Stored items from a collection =
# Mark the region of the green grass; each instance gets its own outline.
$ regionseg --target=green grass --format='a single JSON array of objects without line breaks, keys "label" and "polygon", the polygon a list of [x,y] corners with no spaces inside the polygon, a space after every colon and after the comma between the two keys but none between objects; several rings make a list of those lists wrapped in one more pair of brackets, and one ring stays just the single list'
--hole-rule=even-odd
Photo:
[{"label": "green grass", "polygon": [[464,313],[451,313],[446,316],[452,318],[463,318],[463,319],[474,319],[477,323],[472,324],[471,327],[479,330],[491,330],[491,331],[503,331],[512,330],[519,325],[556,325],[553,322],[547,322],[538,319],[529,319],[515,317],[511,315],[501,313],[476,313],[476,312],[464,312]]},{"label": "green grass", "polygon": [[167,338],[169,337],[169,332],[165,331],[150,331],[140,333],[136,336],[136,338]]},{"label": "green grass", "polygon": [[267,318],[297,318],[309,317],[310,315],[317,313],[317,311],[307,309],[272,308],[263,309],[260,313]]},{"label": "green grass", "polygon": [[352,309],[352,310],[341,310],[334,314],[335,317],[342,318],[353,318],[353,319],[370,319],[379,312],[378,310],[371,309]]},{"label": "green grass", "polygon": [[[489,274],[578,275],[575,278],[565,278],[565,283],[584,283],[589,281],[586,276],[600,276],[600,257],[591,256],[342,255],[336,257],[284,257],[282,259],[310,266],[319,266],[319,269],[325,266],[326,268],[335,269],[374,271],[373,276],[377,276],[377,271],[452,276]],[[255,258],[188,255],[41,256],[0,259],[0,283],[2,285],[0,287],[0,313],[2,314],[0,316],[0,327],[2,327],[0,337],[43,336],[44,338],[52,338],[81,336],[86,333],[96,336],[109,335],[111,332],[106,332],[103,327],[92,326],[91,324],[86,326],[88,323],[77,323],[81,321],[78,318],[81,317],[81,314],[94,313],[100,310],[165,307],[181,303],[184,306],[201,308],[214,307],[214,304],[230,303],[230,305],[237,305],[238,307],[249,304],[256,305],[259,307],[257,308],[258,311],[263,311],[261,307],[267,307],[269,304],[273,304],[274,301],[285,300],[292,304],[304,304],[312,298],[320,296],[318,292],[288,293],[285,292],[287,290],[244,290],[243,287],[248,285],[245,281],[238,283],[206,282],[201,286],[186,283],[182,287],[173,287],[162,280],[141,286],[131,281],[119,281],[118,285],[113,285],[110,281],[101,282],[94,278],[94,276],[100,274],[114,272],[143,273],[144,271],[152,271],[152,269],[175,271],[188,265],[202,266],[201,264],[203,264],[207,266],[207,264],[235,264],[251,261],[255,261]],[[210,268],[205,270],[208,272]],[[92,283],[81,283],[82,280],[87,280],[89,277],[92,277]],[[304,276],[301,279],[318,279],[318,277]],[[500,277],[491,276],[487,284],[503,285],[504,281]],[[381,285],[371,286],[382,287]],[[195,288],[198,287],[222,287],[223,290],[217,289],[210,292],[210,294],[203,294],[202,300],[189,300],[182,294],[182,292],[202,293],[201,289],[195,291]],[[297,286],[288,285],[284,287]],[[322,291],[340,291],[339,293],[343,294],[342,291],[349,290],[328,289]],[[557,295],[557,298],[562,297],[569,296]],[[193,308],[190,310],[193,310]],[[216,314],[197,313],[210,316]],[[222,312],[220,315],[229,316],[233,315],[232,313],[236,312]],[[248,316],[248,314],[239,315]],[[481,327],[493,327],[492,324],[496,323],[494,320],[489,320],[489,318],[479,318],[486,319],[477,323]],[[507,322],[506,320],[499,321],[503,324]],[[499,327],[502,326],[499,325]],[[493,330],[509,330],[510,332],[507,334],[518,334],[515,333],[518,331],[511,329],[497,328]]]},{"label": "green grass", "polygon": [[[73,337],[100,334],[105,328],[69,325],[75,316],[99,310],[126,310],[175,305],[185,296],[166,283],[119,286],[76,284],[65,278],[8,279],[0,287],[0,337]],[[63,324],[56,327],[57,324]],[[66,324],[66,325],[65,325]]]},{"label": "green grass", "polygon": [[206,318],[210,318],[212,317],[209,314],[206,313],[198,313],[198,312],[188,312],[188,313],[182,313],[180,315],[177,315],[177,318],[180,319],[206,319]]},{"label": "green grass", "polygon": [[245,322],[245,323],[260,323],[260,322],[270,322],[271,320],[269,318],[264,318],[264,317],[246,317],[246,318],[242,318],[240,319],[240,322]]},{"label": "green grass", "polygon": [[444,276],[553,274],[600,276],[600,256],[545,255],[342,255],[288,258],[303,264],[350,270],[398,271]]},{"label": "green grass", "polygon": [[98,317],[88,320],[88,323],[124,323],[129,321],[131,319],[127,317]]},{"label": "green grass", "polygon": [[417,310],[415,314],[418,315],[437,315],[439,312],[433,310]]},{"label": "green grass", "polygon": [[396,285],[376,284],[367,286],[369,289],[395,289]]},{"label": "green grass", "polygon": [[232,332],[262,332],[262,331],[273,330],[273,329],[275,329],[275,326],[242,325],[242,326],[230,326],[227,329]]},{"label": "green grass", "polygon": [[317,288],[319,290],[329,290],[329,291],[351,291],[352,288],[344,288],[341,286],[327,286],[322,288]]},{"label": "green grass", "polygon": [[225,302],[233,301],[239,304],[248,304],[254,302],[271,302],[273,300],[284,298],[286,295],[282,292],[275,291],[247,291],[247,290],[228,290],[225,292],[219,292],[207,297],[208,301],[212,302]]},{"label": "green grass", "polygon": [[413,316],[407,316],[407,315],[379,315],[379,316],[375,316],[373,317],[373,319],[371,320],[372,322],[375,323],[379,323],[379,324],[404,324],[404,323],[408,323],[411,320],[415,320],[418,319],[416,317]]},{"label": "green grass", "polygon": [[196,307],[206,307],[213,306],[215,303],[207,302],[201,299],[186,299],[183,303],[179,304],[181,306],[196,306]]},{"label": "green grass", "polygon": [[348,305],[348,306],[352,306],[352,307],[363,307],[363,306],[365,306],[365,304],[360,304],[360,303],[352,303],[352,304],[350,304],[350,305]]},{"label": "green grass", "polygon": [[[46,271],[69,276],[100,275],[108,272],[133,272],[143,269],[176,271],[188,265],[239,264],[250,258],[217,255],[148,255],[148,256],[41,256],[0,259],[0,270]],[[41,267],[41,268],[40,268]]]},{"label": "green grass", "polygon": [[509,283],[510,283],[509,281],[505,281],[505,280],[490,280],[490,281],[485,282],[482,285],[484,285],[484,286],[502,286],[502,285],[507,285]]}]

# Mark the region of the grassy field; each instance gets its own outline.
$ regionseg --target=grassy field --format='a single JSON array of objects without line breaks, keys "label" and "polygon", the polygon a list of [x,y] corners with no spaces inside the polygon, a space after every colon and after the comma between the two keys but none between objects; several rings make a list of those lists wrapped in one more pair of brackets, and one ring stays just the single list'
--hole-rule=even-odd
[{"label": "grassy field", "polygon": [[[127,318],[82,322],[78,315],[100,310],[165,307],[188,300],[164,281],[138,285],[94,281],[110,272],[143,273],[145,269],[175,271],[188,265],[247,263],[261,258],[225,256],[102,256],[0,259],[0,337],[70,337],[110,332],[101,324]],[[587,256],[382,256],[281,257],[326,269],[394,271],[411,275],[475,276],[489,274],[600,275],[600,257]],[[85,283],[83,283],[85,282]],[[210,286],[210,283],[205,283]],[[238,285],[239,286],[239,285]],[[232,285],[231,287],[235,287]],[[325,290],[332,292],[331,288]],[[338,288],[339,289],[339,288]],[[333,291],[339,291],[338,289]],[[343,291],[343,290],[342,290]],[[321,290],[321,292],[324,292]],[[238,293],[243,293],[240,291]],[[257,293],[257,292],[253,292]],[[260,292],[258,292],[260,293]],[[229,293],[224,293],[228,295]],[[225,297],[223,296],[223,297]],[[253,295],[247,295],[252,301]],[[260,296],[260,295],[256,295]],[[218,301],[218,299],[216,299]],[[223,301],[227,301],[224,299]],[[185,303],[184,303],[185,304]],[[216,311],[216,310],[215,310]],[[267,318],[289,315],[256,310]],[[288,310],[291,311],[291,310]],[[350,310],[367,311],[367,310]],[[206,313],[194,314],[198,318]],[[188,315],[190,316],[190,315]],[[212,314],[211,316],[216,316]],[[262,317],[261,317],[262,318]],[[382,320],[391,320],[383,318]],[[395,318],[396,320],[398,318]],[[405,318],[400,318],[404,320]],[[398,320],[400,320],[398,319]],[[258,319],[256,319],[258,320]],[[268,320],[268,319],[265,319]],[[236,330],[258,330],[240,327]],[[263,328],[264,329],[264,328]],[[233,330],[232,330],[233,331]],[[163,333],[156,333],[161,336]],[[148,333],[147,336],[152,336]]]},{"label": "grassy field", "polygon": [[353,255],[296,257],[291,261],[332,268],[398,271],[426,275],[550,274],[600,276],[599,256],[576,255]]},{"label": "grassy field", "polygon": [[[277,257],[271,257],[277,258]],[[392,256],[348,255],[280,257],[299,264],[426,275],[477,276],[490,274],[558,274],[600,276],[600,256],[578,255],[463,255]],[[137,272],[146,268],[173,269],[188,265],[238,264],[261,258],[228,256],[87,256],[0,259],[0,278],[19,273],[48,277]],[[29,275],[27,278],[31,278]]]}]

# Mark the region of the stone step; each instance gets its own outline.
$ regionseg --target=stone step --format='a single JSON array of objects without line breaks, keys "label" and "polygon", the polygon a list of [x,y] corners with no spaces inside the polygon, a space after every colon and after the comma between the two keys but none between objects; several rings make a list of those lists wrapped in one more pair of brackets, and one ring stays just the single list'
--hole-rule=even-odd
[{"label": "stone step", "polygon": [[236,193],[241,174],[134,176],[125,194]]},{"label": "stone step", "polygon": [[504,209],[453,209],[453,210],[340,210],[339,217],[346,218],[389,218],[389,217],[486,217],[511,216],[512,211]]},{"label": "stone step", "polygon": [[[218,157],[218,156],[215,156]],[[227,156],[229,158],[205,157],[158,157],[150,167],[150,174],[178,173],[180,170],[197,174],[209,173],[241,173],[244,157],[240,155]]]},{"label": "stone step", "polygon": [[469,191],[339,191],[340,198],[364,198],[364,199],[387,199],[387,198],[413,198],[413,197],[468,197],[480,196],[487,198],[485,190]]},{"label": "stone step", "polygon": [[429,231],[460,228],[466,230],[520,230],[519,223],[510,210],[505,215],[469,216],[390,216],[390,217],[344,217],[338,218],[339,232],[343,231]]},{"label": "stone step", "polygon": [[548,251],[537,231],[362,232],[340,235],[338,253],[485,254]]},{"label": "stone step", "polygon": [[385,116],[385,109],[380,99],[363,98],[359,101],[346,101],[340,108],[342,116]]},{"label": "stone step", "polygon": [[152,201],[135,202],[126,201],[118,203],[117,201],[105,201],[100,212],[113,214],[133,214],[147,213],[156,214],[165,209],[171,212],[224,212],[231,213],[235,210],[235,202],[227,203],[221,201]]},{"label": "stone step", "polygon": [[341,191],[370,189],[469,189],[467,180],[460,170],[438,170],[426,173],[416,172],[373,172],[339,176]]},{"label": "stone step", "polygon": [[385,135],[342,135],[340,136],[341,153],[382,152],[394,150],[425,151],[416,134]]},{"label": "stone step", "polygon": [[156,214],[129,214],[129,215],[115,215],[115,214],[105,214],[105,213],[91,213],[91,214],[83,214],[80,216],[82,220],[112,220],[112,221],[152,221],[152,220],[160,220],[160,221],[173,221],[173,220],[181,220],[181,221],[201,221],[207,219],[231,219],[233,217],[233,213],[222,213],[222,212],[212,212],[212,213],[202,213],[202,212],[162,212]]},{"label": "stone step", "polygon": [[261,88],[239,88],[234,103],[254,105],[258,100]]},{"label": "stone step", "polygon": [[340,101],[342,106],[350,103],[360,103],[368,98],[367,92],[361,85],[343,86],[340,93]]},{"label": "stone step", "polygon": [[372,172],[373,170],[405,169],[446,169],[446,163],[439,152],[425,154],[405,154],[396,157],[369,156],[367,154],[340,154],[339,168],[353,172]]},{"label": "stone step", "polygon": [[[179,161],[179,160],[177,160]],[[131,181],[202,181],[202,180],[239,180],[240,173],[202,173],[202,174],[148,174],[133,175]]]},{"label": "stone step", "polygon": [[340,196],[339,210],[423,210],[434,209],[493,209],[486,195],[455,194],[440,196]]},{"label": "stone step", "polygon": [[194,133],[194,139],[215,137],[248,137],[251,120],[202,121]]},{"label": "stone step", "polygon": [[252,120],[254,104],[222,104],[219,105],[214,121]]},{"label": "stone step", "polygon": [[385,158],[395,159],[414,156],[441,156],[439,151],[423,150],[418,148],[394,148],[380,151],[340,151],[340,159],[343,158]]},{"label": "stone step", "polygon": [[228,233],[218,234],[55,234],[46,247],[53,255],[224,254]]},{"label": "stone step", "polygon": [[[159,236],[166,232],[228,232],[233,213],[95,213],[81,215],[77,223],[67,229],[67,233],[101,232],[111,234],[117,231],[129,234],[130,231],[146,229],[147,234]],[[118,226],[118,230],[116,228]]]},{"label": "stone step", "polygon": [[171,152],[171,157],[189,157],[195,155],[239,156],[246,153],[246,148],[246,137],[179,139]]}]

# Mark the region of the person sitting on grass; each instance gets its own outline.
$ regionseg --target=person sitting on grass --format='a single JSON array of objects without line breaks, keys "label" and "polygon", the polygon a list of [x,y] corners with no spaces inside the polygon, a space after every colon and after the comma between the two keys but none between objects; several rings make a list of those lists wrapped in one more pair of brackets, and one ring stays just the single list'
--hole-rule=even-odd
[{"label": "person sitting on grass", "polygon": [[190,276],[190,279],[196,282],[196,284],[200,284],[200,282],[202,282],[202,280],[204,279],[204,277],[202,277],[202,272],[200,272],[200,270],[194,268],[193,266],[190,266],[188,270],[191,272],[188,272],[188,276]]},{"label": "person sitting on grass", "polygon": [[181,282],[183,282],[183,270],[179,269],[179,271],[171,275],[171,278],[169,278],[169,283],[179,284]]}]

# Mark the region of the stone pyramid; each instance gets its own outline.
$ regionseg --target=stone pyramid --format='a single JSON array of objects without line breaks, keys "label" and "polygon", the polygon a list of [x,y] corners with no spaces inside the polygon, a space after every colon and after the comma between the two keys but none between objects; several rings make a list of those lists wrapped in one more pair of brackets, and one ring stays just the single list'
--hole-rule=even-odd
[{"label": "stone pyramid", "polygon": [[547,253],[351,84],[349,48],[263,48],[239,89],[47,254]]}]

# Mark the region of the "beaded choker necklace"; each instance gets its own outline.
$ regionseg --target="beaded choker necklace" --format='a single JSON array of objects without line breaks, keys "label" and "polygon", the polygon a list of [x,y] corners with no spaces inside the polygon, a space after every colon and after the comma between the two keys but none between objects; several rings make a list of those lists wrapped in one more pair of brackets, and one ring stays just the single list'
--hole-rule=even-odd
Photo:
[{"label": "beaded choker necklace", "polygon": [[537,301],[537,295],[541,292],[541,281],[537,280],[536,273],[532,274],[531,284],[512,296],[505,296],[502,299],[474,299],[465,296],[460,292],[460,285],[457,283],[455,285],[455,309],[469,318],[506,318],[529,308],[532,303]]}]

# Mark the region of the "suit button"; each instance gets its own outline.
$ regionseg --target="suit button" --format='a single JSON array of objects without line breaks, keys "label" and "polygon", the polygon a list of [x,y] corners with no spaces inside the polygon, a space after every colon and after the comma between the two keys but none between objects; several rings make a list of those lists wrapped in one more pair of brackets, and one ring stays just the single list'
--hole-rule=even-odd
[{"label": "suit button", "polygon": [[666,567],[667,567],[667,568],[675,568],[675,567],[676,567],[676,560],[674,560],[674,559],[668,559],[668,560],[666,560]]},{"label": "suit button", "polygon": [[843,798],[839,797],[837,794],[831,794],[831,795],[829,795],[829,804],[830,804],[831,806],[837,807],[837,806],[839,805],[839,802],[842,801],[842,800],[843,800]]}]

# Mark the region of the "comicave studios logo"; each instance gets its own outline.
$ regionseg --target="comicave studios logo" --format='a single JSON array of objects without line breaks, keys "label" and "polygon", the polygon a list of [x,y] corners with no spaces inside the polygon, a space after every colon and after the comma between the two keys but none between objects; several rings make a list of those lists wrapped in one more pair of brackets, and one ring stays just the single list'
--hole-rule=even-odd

Task prompt = Return a word-for-word copy of the lines above from the one holding "# Mark the region of the grassy" through the one holding "regionseg --target=grassy field", with both of them included and nothing besides.

Task response =
# Mark the region of the grassy field; each instance gets its own outline.
$ regionseg --target=grassy field --format='a single JSON array of objects without line breaks, keys "label" and "polygon", the polygon a list of [x,y] corners with no spaces inside the polygon, a space after every colon and after the comma between the two keys but none between objects; several rings make a list of those lists wrapped in one more pair of brackets, and one ring stays just the single list'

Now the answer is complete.